Rewrite everything in the material from the line containing "indicate the salad" down to the line containing "[(139, 175), (142, 168), (94, 20), (86, 231), (94, 220)]", changing "pomegranate seed" to "pomegranate aril" and leaving the rest as it is.
____
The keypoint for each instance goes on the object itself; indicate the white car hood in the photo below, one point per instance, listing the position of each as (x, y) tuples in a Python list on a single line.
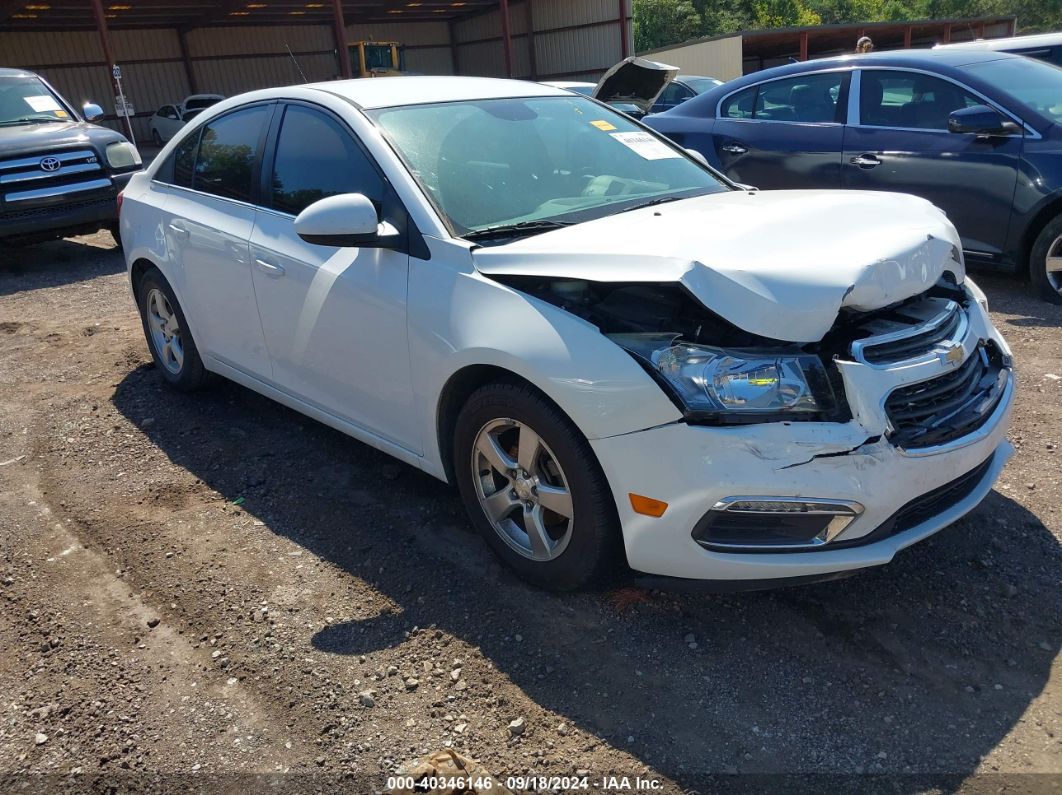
[(775, 263)]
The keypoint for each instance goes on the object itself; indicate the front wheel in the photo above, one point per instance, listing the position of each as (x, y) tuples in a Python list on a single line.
[(533, 488), (1045, 262), (169, 339)]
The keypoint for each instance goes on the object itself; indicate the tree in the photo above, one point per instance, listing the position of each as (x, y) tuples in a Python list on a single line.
[(662, 22)]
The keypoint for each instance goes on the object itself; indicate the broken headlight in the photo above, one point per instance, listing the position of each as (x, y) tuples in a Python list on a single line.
[(735, 384)]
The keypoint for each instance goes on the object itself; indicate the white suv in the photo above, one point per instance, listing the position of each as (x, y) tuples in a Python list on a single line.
[(607, 347)]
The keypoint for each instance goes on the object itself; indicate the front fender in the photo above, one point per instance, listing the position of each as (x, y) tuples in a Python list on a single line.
[(460, 318)]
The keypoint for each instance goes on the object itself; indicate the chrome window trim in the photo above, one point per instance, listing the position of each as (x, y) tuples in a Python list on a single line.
[(719, 104), (855, 119)]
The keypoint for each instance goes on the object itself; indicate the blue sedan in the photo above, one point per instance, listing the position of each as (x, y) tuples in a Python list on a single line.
[(979, 134)]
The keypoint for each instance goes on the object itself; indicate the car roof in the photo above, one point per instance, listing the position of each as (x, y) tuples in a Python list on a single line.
[(421, 90)]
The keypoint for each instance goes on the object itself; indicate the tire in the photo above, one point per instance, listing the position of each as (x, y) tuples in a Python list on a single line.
[(569, 552), (164, 322), (1048, 244)]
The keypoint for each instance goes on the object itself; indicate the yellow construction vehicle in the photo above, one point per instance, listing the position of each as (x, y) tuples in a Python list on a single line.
[(375, 58)]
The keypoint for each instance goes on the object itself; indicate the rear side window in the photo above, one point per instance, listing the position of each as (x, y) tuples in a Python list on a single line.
[(317, 157), (228, 149), (807, 98)]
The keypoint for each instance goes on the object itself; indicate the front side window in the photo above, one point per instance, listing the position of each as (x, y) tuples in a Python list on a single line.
[(315, 158), (912, 100), (24, 99), (228, 148), (1033, 83), (548, 159), (808, 98)]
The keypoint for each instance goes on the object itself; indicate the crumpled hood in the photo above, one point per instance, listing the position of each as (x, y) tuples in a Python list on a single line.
[(775, 263)]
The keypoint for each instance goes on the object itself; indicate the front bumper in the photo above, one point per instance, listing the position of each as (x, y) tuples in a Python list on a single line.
[(692, 468), (65, 212)]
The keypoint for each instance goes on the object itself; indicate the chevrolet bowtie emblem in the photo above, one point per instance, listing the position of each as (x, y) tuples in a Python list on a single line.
[(953, 355)]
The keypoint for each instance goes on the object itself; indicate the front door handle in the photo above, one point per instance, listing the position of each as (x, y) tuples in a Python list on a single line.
[(269, 269), (866, 161)]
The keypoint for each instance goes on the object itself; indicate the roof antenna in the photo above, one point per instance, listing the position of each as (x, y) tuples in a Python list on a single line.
[(301, 73)]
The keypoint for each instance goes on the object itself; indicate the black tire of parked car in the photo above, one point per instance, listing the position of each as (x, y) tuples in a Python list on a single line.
[(1038, 262), (192, 375), (594, 553)]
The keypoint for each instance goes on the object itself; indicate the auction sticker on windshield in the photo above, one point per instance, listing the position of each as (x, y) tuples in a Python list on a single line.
[(645, 144)]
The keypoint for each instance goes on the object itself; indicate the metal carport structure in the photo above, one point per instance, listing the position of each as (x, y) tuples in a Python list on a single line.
[(170, 48)]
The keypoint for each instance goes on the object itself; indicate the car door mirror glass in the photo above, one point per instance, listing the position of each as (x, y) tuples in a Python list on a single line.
[(979, 120), (345, 220)]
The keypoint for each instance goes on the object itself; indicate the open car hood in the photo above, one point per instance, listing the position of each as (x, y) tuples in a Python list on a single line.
[(780, 264), (636, 81)]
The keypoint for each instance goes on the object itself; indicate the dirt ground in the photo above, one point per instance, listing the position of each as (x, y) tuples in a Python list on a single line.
[(212, 584)]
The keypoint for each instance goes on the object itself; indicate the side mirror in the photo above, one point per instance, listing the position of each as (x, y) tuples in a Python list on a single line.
[(348, 220), (980, 120), (699, 157)]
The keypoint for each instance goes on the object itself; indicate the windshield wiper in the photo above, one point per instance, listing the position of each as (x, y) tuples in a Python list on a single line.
[(653, 203), (511, 230)]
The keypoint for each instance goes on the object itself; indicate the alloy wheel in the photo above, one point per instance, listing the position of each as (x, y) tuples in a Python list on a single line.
[(165, 331), (521, 489)]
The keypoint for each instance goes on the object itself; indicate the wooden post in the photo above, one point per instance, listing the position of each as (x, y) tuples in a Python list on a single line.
[(339, 29), (507, 36), (108, 55), (189, 69), (531, 52)]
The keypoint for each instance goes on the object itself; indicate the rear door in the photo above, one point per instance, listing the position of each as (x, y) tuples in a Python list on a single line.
[(207, 220), (335, 318), (785, 133), (898, 141)]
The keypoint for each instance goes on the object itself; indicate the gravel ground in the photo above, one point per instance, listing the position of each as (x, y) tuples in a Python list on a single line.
[(212, 584)]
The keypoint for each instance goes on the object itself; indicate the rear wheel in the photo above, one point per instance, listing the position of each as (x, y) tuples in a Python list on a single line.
[(169, 339), (533, 488), (1045, 262)]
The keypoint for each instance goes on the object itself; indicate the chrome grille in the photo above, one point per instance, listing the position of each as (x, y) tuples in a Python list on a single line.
[(910, 331), (951, 405)]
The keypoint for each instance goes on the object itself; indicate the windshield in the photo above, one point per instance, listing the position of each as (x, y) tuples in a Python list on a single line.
[(1037, 84), (500, 162), (27, 100)]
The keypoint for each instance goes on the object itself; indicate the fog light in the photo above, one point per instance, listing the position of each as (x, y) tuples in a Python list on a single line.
[(773, 523)]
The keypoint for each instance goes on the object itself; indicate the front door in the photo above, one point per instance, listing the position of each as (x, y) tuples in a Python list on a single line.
[(335, 318), (208, 218), (901, 142), (784, 133)]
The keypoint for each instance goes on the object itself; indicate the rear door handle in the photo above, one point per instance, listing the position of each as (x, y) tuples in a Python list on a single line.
[(269, 269), (180, 231), (866, 161)]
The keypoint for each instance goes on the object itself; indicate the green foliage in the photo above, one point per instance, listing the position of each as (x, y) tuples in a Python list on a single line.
[(662, 22)]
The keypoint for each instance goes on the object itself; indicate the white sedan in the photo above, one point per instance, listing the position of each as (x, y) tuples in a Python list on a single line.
[(617, 356)]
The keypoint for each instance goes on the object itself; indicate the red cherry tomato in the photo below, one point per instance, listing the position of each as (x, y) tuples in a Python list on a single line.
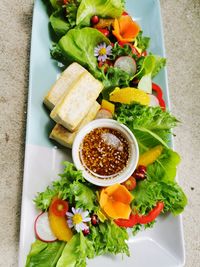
[(138, 219), (130, 184), (104, 31), (124, 13), (60, 207)]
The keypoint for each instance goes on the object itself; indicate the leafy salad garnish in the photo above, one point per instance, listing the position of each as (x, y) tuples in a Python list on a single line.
[(84, 220)]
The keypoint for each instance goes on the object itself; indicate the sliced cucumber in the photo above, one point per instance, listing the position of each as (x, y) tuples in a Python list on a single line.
[(126, 64)]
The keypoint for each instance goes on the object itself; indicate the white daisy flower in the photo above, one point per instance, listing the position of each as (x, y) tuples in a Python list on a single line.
[(78, 219), (102, 51)]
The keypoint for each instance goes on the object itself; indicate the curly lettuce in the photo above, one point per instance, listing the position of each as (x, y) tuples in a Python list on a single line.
[(71, 186), (150, 125)]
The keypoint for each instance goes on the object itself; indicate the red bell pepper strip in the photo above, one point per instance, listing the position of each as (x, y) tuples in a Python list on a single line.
[(159, 95), (141, 219)]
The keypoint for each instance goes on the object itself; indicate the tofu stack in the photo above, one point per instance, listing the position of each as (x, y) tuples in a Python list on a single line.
[(72, 101)]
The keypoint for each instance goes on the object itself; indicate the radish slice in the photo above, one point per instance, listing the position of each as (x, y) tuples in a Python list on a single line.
[(104, 114), (153, 101), (126, 64), (42, 228)]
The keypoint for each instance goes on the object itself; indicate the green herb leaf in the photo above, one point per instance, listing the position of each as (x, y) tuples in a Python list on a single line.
[(164, 168), (71, 186), (142, 41), (107, 238), (103, 8), (59, 23), (44, 254)]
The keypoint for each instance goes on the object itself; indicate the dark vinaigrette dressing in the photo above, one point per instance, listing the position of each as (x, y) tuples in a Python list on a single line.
[(105, 151)]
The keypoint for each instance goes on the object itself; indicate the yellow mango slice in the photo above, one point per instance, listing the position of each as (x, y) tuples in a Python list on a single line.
[(109, 106), (59, 225), (115, 201), (129, 95)]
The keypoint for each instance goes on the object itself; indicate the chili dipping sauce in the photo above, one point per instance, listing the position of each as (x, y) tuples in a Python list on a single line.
[(105, 151)]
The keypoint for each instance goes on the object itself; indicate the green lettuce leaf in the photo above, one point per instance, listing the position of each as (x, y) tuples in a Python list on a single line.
[(150, 66), (158, 65), (78, 45), (103, 8), (107, 238), (149, 192), (160, 186), (44, 254), (56, 5), (76, 251), (164, 168), (71, 186), (150, 125), (114, 77), (59, 23), (71, 11)]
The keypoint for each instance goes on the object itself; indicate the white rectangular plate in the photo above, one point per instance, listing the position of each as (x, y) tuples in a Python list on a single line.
[(161, 246)]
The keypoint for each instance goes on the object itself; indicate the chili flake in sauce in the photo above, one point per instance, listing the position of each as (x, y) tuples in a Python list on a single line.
[(105, 151)]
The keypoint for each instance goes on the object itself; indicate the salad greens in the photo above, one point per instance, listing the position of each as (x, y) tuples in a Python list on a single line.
[(160, 186), (72, 186), (105, 238), (59, 23), (79, 41), (150, 125), (142, 41), (105, 8), (78, 45), (165, 166)]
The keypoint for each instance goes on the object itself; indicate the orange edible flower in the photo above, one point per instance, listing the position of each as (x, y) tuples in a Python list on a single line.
[(115, 201), (125, 29)]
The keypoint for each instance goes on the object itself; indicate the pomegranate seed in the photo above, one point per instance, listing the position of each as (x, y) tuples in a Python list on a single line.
[(139, 175), (142, 168), (94, 20), (86, 231), (94, 220)]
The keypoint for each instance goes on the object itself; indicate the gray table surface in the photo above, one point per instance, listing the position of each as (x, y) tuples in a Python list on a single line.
[(181, 20)]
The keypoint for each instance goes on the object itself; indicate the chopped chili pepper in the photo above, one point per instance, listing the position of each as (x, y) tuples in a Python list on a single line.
[(143, 219), (60, 207), (159, 95)]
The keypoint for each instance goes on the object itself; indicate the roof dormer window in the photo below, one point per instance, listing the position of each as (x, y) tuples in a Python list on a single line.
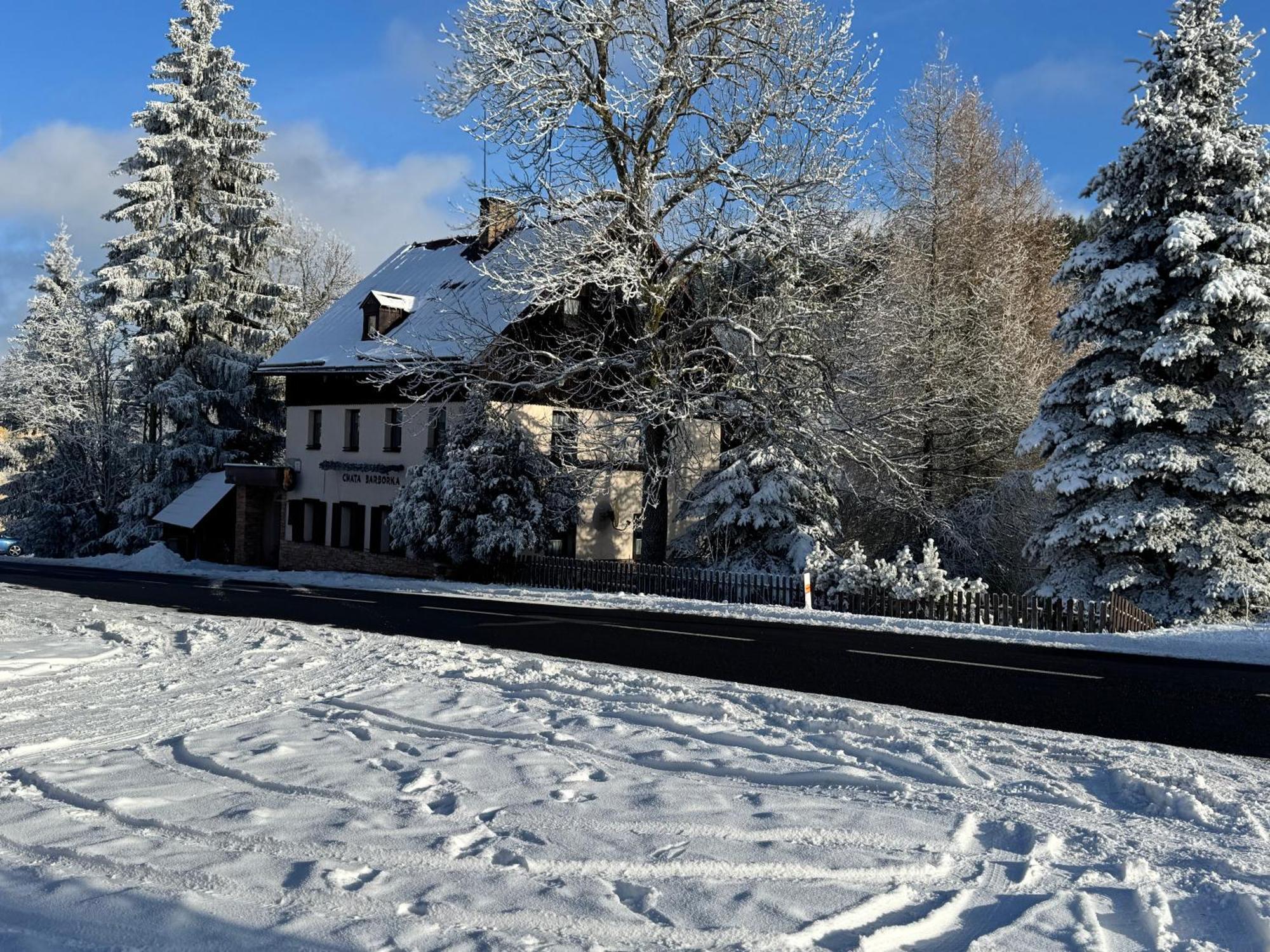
[(383, 312)]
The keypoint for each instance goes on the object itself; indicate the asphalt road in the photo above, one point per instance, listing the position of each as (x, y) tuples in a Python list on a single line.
[(1210, 705)]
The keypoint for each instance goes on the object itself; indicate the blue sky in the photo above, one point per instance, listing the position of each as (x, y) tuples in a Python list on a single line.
[(338, 82)]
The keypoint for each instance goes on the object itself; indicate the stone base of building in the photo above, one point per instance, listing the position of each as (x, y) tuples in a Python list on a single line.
[(307, 557)]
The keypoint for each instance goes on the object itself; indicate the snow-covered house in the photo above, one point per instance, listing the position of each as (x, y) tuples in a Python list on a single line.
[(351, 440)]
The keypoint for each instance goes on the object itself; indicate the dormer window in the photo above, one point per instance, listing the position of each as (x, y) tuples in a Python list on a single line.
[(383, 312)]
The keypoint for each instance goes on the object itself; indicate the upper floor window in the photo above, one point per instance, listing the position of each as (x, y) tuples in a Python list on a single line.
[(314, 430), (438, 431), (352, 431), (382, 313), (393, 430), (565, 436)]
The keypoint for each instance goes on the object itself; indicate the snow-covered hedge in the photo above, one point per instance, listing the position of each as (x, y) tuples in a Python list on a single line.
[(901, 578)]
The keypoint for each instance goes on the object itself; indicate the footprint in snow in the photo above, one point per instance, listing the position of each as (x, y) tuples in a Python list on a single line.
[(351, 880), (571, 797), (671, 852)]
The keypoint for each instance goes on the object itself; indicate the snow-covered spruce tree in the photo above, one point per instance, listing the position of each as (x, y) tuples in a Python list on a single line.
[(648, 144), (491, 497), (1158, 441), (765, 511), (319, 265), (187, 279), (60, 395)]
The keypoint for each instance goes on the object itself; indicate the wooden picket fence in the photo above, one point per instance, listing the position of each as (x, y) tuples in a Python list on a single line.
[(1114, 615), (672, 581)]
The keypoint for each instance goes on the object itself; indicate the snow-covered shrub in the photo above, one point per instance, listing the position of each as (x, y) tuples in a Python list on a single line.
[(766, 511), (901, 578), (491, 497)]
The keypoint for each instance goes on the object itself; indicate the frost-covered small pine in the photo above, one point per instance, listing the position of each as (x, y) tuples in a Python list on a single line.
[(901, 578), (189, 275), (60, 397), (1158, 441), (491, 497), (765, 511)]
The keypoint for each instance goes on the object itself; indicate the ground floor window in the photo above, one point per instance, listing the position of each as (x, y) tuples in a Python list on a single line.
[(308, 521), (565, 545), (350, 526), (382, 540)]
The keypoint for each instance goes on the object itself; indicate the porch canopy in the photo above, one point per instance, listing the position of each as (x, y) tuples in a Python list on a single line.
[(192, 507)]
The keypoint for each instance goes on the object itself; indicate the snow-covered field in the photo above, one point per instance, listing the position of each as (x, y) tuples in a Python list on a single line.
[(177, 781), (1241, 644)]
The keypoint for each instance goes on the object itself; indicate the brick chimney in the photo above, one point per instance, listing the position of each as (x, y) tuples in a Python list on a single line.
[(497, 220)]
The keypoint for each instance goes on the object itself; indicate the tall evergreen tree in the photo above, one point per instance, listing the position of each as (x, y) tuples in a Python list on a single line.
[(189, 277), (60, 397), (1158, 441)]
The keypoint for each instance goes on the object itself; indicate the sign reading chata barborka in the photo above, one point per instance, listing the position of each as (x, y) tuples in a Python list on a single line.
[(365, 474)]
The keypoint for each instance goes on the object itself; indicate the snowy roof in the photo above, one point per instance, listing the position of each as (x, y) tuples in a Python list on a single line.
[(450, 301), (192, 507), (403, 303)]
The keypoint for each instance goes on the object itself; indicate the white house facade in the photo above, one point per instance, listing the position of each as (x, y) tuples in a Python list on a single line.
[(351, 441)]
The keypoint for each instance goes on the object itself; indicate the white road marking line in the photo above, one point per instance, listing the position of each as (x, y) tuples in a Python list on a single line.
[(474, 611), (975, 664), (332, 598), (664, 631), (603, 625)]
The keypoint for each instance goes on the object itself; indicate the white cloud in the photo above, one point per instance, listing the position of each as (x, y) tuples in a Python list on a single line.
[(415, 54), (375, 209), (64, 172)]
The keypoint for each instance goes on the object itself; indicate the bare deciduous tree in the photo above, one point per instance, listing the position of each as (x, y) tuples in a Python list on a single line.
[(970, 243), (658, 150)]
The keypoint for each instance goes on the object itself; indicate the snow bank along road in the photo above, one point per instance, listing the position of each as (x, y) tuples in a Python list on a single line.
[(1216, 706), (187, 781)]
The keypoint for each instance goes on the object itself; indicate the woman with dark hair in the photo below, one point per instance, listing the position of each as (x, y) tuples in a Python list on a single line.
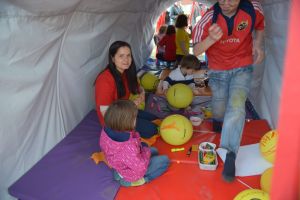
[(117, 81), (182, 37)]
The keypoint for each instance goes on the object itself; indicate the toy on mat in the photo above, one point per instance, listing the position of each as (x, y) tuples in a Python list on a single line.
[(267, 145), (99, 157), (207, 156), (176, 130), (180, 95), (177, 149), (252, 194)]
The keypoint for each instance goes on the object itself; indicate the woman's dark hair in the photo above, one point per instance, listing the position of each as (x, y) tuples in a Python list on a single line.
[(121, 115), (130, 73), (181, 21), (171, 30)]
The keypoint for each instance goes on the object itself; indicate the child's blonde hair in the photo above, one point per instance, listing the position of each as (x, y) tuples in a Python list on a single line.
[(121, 115), (190, 62)]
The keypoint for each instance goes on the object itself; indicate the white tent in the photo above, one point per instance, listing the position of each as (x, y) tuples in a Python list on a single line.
[(51, 51)]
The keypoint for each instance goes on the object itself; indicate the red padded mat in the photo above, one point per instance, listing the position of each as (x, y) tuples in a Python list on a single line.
[(185, 180)]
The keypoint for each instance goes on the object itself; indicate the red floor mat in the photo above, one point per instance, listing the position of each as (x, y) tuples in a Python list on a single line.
[(185, 180)]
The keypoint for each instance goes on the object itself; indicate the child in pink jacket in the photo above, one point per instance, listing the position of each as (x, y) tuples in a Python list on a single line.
[(134, 163)]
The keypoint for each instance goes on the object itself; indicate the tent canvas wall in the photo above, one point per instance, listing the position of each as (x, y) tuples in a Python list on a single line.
[(51, 52)]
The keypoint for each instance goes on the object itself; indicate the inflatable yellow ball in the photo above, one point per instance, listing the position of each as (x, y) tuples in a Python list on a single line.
[(267, 145), (149, 81), (265, 180), (180, 95), (251, 194), (176, 129)]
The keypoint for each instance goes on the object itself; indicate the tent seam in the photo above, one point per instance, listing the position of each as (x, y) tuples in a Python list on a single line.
[(58, 73)]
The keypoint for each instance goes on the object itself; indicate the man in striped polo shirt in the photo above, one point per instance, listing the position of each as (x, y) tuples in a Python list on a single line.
[(225, 34)]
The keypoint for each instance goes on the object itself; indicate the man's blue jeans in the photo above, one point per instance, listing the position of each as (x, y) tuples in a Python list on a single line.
[(157, 166), (230, 89)]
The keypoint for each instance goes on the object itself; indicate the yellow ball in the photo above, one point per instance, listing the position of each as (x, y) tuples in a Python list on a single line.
[(265, 180), (267, 145), (250, 194), (149, 81), (176, 130), (180, 95)]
____
## Response
The keypoint for each instance goes on the object itself; indicate the salad greens in the photo above, one point per instance, listing the position of each as (x, y) tuples in a Python list on a single line.
[(160, 186), (72, 186), (105, 238), (59, 23), (79, 41), (150, 125), (142, 41), (105, 8), (78, 45), (165, 166)]
The keypoint for each instance goes on the object itself; indicate the orange edible flower in the photo above, one point per instance, listing the position of each as (x, y) tuples in a Python list on a single line.
[(115, 201), (125, 29)]
The keypoint for each instance goes on the object itself; indicate the pomegranate aril in the photo above, one point per instance, listing the position of each as (x, y) tuples in a Python list on a single line.
[(139, 175), (142, 168), (94, 20), (86, 231), (94, 220)]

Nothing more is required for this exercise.